Stored data —

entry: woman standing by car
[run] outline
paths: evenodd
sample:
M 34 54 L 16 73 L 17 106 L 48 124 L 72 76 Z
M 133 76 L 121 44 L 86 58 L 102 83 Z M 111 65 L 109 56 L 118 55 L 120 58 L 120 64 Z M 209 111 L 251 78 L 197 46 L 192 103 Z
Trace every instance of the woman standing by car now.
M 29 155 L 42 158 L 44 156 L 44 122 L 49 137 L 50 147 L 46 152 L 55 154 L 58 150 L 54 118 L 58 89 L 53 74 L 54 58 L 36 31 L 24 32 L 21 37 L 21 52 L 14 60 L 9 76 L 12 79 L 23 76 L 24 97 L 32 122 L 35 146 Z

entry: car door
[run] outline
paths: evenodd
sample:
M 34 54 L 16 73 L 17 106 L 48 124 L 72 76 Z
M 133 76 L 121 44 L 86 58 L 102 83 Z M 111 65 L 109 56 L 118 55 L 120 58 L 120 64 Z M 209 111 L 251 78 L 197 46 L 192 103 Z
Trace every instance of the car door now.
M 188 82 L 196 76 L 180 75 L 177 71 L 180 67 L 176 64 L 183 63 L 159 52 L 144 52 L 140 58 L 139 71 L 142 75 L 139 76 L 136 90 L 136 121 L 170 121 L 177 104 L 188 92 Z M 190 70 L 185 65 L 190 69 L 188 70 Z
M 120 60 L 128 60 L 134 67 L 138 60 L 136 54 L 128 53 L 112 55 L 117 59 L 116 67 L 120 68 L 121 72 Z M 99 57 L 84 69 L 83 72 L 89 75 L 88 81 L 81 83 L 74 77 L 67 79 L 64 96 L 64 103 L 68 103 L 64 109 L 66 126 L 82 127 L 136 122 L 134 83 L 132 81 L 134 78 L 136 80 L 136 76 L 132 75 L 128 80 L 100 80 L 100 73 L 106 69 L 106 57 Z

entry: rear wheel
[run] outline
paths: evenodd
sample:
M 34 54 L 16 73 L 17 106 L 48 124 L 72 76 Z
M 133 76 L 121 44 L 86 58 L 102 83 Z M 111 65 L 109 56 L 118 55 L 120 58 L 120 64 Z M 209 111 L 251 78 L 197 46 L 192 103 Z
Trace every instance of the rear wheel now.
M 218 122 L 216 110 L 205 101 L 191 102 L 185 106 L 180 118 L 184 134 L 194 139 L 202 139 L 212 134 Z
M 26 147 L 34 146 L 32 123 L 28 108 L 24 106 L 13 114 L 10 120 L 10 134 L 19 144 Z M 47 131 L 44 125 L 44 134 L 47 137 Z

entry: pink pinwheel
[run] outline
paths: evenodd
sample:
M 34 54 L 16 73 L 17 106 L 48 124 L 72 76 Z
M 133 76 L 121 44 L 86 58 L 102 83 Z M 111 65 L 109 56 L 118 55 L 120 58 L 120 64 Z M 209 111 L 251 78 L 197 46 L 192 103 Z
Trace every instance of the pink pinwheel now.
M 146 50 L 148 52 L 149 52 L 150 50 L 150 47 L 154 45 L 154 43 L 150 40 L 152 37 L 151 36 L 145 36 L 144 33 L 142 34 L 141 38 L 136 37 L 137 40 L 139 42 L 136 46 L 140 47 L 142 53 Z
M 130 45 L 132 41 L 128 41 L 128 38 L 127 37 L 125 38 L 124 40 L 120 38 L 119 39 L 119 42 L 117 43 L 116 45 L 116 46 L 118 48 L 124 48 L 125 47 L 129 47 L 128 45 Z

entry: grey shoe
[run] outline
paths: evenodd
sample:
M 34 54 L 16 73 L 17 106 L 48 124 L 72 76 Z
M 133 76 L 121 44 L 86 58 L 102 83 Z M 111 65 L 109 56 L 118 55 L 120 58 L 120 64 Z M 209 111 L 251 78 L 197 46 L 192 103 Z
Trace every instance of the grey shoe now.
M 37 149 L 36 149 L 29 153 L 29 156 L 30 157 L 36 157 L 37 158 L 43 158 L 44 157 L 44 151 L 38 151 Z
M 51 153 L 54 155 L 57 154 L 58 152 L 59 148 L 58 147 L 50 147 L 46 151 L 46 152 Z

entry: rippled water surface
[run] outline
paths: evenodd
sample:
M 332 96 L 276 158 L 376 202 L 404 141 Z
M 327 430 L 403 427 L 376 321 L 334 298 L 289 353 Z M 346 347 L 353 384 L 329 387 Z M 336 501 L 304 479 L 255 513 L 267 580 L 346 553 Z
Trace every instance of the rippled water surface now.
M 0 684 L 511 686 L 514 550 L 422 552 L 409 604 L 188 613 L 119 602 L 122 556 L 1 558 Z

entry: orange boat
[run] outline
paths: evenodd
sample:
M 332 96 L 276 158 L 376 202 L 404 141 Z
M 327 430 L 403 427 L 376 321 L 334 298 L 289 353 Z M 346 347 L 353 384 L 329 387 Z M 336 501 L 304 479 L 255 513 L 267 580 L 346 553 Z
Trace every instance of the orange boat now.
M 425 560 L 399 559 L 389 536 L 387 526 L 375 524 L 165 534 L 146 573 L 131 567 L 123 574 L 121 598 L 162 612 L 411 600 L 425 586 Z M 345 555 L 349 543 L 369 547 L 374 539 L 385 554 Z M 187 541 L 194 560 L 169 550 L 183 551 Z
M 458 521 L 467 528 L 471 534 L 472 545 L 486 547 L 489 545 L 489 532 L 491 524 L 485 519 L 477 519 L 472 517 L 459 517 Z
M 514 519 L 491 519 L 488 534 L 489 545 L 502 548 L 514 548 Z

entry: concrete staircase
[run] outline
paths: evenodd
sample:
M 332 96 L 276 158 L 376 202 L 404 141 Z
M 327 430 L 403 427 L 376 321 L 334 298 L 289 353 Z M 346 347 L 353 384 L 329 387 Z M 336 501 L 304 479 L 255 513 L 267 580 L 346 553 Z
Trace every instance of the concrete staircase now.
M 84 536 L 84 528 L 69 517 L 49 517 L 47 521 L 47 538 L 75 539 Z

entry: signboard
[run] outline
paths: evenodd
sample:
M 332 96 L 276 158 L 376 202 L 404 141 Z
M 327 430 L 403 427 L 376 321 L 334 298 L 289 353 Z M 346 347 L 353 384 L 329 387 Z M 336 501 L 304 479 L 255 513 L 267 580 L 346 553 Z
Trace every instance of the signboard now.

Problem details —
Recopy all the lines exactly as they appear.

Complete answer —
entry: woman standing by car
[run] outline
paths: evenodd
sample:
M 34 54 L 16 73 L 17 106 L 48 124 L 72 76 Z
M 133 76 L 121 44 L 86 58 L 102 83 Z M 111 65 L 109 56 L 118 55 L 120 58 L 120 64 Z M 209 111 L 251 78 L 197 46 L 192 103 Z
Trace every instance of the woman standing by car now.
M 29 155 L 42 158 L 44 156 L 44 122 L 49 137 L 50 147 L 46 152 L 55 154 L 58 150 L 54 118 L 58 89 L 53 74 L 54 58 L 36 31 L 24 32 L 21 37 L 21 52 L 14 60 L 9 76 L 12 79 L 23 76 L 24 97 L 32 122 L 35 146 Z

entry: car door
[run] outline
paths: evenodd
sample:
M 34 54 L 16 73 L 17 106 L 48 124 L 72 76 Z
M 133 76 L 121 44 L 86 58 L 102 83 Z M 111 65 L 109 56 L 118 55 L 120 58 L 120 64 Z M 209 111 L 251 78 L 197 46 L 192 103 Z
Trace every instance of the car door now.
M 188 82 L 196 76 L 180 75 L 177 71 L 180 67 L 176 64 L 183 63 L 159 52 L 144 52 L 140 58 L 139 71 L 142 75 L 139 76 L 136 90 L 136 121 L 170 121 L 177 104 L 188 92 Z M 190 70 L 185 65 L 190 69 L 188 70 Z
M 120 60 L 128 60 L 134 67 L 138 60 L 136 54 L 128 53 L 112 55 L 117 59 L 116 67 L 120 68 L 121 72 Z M 99 57 L 84 69 L 83 72 L 89 75 L 88 81 L 81 83 L 74 77 L 67 79 L 64 96 L 64 103 L 68 103 L 64 109 L 66 126 L 82 127 L 136 122 L 134 83 L 132 81 L 134 78 L 136 80 L 136 76 L 132 75 L 128 80 L 100 80 L 100 73 L 106 69 L 106 57 Z

entry: rear wheel
[run] outline
paths: evenodd
sample:
M 34 54 L 16 73 L 17 106 L 48 124 L 72 76 Z
M 133 76 L 121 44 L 86 58 L 102 83 Z M 111 65 L 109 56 L 118 55 L 120 58 L 120 64 Z M 209 111 L 251 78 L 197 46 L 192 103 Z
Trace every instance of the rear wheel now.
M 218 122 L 216 110 L 205 101 L 191 102 L 185 106 L 180 118 L 184 134 L 194 139 L 202 139 L 212 134 Z
M 26 147 L 34 146 L 32 123 L 28 108 L 24 106 L 13 114 L 10 120 L 10 134 L 19 144 Z M 47 131 L 44 125 L 44 134 L 47 137 Z

entry: pink pinwheel
[run] outline
paths: evenodd
sample:
M 34 54 L 16 73 L 17 106 L 48 124 L 72 76 Z
M 133 76 L 121 44 L 86 58 L 102 83 Z M 111 65 L 109 56 L 118 55 L 120 58 L 120 64 Z M 209 111 L 251 78 L 197 46 L 192 103 Z
Trace every instance of the pink pinwheel now.
M 146 50 L 148 52 L 149 52 L 150 50 L 150 47 L 154 45 L 154 43 L 150 40 L 152 37 L 151 36 L 145 36 L 144 33 L 142 34 L 141 38 L 136 37 L 137 40 L 139 42 L 136 46 L 140 47 L 142 53 Z
M 130 45 L 132 41 L 128 41 L 128 38 L 127 37 L 125 38 L 124 40 L 120 38 L 119 39 L 119 42 L 117 43 L 116 45 L 116 46 L 118 48 L 124 48 L 125 47 L 129 47 L 128 45 Z

entry: grey shoe
[run] outline
paths: evenodd
sample:
M 34 54 L 16 73 L 17 106 L 48 124 L 72 76 Z
M 133 76 L 121 44 L 86 58 L 102 83 Z M 111 65 L 109 56 L 118 55 L 120 58 L 120 64 Z M 209 111 L 251 78 L 197 46 L 192 103 Z
Trace every instance of the grey shoe now.
M 37 149 L 36 149 L 29 153 L 29 156 L 30 157 L 36 157 L 37 158 L 43 158 L 44 157 L 44 151 L 38 151 Z
M 51 153 L 54 155 L 57 154 L 58 152 L 59 148 L 58 147 L 50 147 L 46 151 L 46 152 Z

entry: rippled water surface
[run] outline
paths: evenodd
sample:
M 332 96 L 276 158 L 376 202 L 404 141 Z
M 327 430 L 403 427 L 376 321 L 334 298 L 289 353 Z M 346 347 L 353 384 L 329 387 Z M 336 501 L 304 479 L 255 513 L 267 580 L 346 553 Z
Trace every instance of the rippled water surface now.
M 0 684 L 511 686 L 514 550 L 422 552 L 409 604 L 188 613 L 119 602 L 122 556 L 1 558 Z

entry: orange boat
[run] outline
paths: evenodd
sample:
M 332 96 L 276 158 L 376 202 L 404 141 Z
M 327 430 L 403 427 L 376 321 L 334 298 L 289 353 Z M 346 347 L 353 384 L 329 387 Z M 336 501 L 304 479 L 255 513 L 267 580 L 346 553 Z
Trace every instance of the orange boat now.
M 425 560 L 399 559 L 389 536 L 387 526 L 375 524 L 165 534 L 146 573 L 131 567 L 123 574 L 121 598 L 162 612 L 411 600 L 425 586 Z M 345 555 L 349 543 L 369 547 L 374 539 L 385 554 Z M 187 541 L 194 560 L 169 550 L 183 551 Z
M 458 521 L 467 528 L 471 534 L 472 545 L 486 547 L 489 545 L 489 532 L 491 524 L 485 519 L 477 519 L 472 517 L 459 517 Z
M 514 519 L 491 519 L 488 534 L 489 545 L 502 548 L 514 548 Z

entry: concrete staircase
[run] outline
paths: evenodd
sample:
M 332 96 L 276 158 L 376 202 L 404 141 Z
M 327 430 L 403 427 L 376 321 L 334 298 L 289 353 Z M 346 347 L 353 384 L 329 387 Z M 336 501 L 304 479 L 255 513 L 267 580 L 346 553 Z
Trace every instance of the concrete staircase now.
M 84 536 L 84 528 L 69 517 L 49 517 L 47 521 L 47 538 L 75 539 Z

entry: signboard
[run] outline
paths: evenodd
sample:
M 332 96 L 276 158 L 376 202 L 404 141 Z
M 327 430 L 403 427 L 376 321 L 334 298 L 289 353 Z M 346 347 L 353 384 L 329 387 Z M 336 501 L 304 479 L 255 513 L 267 580 L 346 553 Z
Trace every instance of the signboard now.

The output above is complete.